Report, word for word, every line of the material that contains "belly".

#### Data shown:
+--

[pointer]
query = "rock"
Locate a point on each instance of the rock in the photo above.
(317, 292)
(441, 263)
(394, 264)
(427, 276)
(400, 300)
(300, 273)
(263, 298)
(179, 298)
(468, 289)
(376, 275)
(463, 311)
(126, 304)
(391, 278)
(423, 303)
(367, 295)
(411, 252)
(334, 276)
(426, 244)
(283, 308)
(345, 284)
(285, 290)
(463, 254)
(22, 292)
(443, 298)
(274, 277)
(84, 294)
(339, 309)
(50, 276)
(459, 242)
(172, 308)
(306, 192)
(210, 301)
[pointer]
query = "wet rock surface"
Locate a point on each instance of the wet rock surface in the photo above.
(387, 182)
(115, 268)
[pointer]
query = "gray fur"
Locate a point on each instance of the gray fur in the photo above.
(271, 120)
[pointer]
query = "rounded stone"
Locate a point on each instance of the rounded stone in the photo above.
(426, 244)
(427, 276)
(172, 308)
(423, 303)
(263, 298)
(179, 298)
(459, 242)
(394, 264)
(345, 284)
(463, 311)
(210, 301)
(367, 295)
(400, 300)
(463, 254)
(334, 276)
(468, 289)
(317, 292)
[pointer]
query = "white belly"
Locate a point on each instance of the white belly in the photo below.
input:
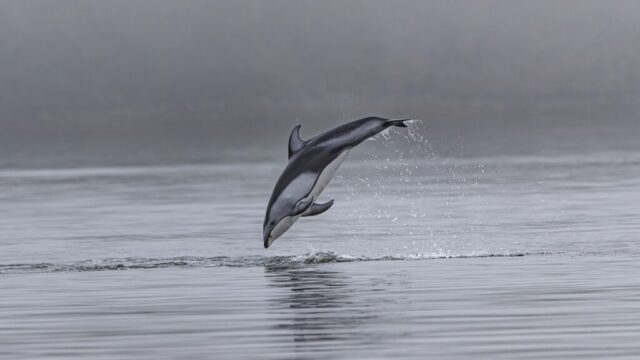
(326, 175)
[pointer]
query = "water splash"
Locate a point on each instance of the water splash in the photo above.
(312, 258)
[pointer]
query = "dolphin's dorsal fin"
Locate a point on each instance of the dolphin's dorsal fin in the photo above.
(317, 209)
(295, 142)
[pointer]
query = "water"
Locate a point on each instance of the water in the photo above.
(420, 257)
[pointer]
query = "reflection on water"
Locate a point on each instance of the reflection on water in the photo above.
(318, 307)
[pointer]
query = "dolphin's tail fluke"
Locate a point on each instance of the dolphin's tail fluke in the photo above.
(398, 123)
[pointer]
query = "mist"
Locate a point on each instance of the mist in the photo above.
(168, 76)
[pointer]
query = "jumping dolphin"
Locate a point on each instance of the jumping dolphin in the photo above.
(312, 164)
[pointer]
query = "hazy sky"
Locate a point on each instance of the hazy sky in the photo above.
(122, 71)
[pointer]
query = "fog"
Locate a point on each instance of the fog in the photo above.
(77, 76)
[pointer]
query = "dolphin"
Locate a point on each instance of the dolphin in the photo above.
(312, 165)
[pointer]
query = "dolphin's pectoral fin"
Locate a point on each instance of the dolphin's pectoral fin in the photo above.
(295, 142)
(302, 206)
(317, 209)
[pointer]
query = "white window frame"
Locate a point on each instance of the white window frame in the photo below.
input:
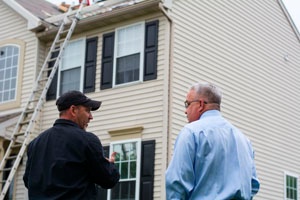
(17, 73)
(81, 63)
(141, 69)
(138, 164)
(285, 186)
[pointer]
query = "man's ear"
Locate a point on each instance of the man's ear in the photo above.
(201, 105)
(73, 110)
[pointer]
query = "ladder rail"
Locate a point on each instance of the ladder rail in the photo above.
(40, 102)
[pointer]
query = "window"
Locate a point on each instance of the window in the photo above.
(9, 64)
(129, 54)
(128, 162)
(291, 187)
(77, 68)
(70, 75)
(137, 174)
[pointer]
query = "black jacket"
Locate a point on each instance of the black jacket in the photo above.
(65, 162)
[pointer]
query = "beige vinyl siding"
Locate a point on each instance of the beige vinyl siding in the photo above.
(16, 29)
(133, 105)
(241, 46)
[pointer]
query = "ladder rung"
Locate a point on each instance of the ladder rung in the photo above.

+--

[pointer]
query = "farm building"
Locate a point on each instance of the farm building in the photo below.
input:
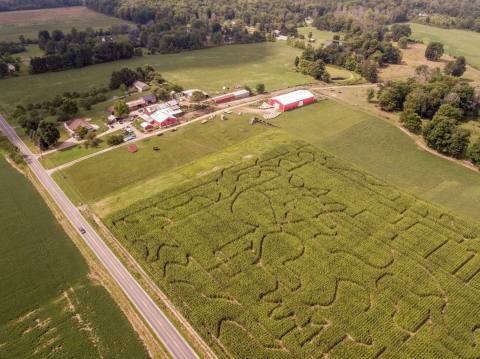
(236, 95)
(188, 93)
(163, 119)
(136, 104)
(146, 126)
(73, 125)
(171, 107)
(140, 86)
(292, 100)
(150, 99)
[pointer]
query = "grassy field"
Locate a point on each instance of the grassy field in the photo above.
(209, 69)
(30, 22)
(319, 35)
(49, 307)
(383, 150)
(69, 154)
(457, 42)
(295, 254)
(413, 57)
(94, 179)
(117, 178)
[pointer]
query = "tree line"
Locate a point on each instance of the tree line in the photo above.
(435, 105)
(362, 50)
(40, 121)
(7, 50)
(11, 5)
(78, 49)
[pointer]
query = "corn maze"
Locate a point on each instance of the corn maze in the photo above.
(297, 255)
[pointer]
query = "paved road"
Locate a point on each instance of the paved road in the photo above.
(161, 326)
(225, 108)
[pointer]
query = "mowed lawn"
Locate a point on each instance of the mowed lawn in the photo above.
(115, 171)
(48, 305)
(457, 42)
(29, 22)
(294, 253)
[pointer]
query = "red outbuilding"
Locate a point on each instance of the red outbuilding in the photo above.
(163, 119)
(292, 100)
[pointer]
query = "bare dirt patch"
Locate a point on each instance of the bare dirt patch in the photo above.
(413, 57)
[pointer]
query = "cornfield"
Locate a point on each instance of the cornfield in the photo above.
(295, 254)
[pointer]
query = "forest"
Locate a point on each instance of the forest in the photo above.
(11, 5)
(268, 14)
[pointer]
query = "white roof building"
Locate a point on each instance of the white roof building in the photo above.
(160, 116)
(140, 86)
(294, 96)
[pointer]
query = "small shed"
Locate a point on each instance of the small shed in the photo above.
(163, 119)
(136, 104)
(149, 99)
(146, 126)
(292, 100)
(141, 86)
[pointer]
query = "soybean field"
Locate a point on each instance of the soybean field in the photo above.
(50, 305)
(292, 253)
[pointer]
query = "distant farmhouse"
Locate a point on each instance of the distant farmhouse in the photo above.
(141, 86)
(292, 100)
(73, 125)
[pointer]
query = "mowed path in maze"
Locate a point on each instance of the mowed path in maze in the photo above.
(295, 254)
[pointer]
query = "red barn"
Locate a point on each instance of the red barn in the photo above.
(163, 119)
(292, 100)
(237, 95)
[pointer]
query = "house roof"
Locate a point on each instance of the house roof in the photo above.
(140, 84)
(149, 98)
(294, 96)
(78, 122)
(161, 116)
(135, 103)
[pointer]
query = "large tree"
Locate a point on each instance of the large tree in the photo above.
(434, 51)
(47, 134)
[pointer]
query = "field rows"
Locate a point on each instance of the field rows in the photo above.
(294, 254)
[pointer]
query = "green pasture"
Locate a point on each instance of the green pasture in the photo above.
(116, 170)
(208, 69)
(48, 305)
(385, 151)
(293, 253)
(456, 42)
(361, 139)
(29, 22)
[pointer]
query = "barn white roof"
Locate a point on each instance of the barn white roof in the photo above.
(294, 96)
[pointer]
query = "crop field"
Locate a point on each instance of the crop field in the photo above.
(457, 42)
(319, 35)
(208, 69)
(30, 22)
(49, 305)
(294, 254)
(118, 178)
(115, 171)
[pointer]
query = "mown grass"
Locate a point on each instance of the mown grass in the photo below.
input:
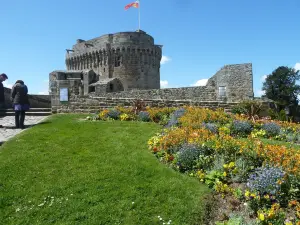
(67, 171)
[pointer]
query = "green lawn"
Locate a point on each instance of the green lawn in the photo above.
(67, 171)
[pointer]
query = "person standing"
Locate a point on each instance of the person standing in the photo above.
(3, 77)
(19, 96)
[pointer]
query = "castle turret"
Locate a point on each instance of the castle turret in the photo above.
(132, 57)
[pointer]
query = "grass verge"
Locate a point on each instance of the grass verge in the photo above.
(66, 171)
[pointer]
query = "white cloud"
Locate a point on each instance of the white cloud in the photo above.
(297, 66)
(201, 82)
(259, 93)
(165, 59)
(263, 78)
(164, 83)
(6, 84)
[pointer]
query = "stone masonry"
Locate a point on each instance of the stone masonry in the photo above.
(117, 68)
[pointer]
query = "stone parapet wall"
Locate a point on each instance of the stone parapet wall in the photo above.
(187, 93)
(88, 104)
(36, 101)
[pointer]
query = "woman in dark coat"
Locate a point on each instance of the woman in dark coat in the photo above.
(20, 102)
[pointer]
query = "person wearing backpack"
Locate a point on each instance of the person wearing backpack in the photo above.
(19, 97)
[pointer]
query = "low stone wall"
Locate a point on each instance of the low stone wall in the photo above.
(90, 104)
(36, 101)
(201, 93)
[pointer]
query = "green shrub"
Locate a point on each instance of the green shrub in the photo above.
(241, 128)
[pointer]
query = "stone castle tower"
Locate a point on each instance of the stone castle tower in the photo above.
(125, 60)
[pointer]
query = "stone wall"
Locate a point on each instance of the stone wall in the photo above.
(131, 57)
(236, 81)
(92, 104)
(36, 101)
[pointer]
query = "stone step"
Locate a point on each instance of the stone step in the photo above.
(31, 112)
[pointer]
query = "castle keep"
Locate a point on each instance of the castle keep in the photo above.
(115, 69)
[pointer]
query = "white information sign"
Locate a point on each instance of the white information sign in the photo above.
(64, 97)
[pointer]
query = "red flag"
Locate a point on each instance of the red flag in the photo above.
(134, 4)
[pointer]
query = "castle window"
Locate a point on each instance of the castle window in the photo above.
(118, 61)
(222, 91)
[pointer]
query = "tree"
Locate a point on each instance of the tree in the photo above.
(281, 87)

+--

#### Written answer:
query = "white belly"
Locate a point on each instance of the white belly in the photo below.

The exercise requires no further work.